• _Goal of the exercise_
Gather up every line from the entries below that uses the word "shoulder".

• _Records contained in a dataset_
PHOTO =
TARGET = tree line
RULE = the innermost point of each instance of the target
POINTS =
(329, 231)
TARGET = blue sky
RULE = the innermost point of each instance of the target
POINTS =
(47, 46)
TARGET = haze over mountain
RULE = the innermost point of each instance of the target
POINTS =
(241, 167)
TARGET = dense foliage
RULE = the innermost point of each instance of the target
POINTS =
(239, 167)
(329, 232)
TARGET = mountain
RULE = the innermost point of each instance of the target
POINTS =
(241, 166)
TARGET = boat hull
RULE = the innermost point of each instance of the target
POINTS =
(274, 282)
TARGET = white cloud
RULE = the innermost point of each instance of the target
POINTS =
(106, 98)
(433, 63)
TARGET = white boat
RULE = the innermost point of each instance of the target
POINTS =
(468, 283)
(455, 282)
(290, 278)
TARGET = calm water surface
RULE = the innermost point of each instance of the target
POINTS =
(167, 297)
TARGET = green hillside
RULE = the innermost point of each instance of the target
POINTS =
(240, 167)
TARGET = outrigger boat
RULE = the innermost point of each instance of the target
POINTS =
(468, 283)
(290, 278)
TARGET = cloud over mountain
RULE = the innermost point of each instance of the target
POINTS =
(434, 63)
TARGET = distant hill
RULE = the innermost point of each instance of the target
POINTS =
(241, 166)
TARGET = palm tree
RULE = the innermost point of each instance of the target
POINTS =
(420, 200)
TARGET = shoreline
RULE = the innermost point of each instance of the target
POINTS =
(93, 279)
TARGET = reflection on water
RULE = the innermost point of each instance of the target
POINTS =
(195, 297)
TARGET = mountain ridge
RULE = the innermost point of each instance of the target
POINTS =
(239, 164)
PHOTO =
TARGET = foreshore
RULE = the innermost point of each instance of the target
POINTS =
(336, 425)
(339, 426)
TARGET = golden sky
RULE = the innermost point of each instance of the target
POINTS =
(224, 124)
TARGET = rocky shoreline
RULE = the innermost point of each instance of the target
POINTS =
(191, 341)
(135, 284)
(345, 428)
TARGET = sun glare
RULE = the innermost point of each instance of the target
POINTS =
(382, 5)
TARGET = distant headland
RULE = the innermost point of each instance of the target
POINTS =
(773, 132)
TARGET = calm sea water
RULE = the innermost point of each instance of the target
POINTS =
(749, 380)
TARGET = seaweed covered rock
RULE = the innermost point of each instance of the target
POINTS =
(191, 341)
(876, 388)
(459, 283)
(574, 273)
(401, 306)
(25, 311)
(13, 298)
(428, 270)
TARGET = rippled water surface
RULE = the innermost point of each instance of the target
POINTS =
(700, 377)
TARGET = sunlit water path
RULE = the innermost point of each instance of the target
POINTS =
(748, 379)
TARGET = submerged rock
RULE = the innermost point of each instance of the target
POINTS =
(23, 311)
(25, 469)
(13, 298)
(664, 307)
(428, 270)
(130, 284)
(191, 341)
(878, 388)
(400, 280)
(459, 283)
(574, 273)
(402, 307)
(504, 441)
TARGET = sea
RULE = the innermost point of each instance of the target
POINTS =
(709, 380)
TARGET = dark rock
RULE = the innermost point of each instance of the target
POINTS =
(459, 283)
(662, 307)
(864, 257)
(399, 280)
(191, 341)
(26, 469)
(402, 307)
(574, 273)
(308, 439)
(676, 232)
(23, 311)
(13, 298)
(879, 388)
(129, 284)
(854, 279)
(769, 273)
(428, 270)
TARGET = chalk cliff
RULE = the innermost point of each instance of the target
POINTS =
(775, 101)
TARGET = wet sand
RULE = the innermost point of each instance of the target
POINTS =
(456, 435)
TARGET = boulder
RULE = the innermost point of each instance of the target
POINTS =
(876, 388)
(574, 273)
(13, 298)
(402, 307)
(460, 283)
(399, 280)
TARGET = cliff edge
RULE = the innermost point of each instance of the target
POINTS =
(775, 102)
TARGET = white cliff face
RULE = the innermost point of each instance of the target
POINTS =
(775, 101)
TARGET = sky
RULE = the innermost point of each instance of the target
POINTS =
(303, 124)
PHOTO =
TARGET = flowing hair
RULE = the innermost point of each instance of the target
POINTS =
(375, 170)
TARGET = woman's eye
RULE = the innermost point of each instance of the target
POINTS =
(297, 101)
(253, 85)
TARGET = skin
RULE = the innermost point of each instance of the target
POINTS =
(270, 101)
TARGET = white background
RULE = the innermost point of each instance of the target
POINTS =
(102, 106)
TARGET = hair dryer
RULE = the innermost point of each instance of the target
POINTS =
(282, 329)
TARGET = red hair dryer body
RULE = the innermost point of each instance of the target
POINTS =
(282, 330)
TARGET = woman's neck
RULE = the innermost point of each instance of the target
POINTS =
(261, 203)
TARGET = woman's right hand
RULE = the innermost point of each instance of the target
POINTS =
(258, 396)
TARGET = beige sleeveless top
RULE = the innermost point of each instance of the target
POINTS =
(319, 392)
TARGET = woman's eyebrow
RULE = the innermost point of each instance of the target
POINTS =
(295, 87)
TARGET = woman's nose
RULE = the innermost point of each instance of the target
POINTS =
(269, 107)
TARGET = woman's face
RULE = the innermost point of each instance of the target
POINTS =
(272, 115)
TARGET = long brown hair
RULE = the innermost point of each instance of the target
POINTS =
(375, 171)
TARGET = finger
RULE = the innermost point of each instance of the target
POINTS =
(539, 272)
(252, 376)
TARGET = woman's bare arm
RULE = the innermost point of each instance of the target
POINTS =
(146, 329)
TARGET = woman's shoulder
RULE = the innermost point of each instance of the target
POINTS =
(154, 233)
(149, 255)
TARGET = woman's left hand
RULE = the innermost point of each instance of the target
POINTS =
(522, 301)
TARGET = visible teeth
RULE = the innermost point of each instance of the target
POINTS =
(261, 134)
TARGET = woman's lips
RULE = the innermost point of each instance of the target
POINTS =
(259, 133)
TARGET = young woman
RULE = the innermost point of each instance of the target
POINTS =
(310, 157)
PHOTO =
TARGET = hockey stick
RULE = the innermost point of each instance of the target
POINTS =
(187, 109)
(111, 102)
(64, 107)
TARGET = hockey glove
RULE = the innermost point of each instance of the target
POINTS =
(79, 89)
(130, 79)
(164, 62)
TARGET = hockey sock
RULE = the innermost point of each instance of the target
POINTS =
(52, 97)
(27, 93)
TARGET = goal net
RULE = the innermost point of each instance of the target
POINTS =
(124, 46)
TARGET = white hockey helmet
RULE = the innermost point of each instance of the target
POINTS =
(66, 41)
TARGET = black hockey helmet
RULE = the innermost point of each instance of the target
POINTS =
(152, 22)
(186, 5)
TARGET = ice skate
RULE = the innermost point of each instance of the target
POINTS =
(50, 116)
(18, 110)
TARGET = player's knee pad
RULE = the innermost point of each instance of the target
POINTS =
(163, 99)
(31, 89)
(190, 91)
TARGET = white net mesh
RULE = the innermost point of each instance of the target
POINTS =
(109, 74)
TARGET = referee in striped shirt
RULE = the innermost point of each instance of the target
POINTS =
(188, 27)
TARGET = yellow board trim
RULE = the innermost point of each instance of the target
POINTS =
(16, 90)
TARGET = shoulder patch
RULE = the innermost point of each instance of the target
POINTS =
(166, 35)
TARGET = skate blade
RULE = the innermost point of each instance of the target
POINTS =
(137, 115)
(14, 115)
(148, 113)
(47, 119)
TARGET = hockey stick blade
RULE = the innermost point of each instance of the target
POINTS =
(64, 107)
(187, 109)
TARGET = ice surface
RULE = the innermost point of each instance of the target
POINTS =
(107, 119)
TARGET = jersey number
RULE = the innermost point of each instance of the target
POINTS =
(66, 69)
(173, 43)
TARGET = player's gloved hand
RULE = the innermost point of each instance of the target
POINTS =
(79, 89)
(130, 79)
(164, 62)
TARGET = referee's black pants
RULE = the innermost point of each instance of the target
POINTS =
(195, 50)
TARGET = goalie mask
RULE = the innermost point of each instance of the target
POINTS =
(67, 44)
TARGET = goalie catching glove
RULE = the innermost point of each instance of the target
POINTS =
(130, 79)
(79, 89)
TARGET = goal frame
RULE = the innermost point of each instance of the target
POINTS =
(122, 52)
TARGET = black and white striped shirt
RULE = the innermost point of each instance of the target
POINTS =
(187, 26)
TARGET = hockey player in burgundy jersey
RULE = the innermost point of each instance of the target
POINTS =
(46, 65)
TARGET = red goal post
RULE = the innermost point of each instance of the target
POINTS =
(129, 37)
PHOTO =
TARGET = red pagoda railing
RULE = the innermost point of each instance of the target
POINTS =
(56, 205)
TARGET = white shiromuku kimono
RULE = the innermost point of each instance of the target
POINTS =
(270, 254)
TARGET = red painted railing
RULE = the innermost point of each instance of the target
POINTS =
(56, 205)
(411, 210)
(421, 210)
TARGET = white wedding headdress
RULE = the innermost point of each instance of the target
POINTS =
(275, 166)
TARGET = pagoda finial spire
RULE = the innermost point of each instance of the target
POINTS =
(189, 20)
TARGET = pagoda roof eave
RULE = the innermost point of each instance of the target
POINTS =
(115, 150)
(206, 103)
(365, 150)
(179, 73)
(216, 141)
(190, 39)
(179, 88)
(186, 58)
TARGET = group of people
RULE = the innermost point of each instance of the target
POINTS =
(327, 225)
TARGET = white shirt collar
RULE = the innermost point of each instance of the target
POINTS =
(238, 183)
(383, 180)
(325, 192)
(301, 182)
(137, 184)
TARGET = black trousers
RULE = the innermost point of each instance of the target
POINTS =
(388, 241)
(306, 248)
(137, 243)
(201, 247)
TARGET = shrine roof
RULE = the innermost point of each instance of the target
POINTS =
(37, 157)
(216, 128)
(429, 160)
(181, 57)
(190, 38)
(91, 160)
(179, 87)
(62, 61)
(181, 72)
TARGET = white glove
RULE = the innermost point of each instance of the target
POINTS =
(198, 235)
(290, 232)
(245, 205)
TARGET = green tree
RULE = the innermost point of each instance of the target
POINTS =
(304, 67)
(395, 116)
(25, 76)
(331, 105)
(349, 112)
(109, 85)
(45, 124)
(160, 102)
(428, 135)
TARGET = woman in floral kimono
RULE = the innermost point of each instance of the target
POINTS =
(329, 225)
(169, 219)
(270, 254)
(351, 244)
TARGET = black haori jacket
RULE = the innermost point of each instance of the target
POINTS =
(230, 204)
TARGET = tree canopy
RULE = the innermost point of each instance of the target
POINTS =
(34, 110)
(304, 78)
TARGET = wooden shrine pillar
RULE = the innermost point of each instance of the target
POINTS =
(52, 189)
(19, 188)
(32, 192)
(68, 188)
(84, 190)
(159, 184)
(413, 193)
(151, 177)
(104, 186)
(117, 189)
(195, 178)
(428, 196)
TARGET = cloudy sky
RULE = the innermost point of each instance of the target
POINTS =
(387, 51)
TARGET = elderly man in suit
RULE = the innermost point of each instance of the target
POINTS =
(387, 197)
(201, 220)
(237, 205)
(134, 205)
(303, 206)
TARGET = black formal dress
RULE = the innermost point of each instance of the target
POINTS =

• _Reply to the exercise_
TARGET = woman's shoulder
TARGET = shoulder patch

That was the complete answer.